Please print the entries below exactly, from the line with "Thank you for the photo. Could you point to the aircraft" through the line with "Thank you for the photo. Could you point to the dark", including both of those lines and leaving out all others.

══════

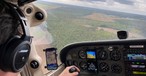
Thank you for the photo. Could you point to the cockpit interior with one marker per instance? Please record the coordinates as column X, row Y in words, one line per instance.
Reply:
column 100, row 37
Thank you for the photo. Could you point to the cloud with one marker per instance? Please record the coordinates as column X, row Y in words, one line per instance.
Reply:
column 130, row 6
column 128, row 2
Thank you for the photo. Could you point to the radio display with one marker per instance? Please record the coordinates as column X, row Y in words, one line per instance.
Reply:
column 91, row 54
column 136, row 56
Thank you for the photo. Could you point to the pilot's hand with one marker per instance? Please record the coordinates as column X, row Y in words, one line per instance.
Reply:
column 67, row 72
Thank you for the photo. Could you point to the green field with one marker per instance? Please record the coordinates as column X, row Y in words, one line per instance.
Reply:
column 69, row 24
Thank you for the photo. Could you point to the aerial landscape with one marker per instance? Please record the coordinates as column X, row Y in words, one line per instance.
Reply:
column 68, row 23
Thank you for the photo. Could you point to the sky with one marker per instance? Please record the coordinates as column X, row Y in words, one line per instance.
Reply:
column 130, row 6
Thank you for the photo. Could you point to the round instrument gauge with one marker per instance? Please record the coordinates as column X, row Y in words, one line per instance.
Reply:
column 103, row 67
column 83, row 65
column 82, row 54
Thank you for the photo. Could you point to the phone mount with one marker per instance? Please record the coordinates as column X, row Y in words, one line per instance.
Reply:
column 122, row 34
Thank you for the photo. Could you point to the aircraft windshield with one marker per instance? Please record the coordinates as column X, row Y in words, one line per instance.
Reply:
column 72, row 21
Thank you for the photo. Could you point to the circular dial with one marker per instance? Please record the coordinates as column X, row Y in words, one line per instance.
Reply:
column 82, row 54
column 102, row 55
column 83, row 65
column 115, row 55
column 103, row 67
column 116, row 68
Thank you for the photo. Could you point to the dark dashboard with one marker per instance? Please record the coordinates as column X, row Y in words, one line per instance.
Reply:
column 107, row 58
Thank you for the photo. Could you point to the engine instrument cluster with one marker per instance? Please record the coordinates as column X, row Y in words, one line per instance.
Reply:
column 107, row 58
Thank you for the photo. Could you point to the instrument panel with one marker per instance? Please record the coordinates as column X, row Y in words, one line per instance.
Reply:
column 107, row 58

══════

Problem solution:
Thank you for the photo. Could you point to the aircraft windshield with one marker per instance? Please record the coordinates as column X, row Y in words, one line per instance.
Reply:
column 72, row 21
Thank you for the photo. Could you point to the circular dial with one marker per instance? Please record the coordinates as column X, row Y in words, one line per instance.
Reply:
column 82, row 54
column 102, row 55
column 83, row 65
column 115, row 55
column 103, row 67
column 116, row 68
Thank you for the photo. Could you point to the dark dashboard with one marker per instance? Please record the coordinates as column X, row Y in words, one line per instance.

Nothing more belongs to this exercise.